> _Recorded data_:
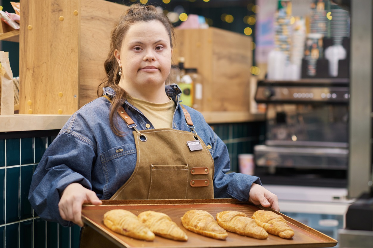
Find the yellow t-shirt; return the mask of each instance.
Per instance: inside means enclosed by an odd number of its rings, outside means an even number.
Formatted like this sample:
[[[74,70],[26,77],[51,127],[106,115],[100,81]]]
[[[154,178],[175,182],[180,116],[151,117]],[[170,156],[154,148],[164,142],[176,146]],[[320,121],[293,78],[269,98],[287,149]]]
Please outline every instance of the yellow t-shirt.
[[[170,100],[164,103],[154,103],[135,97],[129,101],[142,112],[155,128],[172,128],[176,104],[170,97],[168,98]]]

> _What to do_:
Write out the listing again, replacing "yellow t-shirt" with "yellow shirt" and leaving everything else unchanged. Omit the pictures.

> _Solution to the problem_:
Find the yellow shirt; return the mask of each instance.
Per instance: inside means enclosed by an odd number of its rings, outside means an even number.
Formatted like this sample:
[[[74,70],[26,77],[51,127],[106,115],[100,81]]]
[[[154,178],[175,182],[180,116],[151,117]],[[170,156],[154,148],[164,142],[176,146]],[[320,121],[293,78],[269,98],[287,149]]]
Please outline every instance of the yellow shirt.
[[[170,100],[164,103],[154,103],[135,97],[129,101],[142,112],[155,128],[172,128],[176,104],[170,97],[168,98]]]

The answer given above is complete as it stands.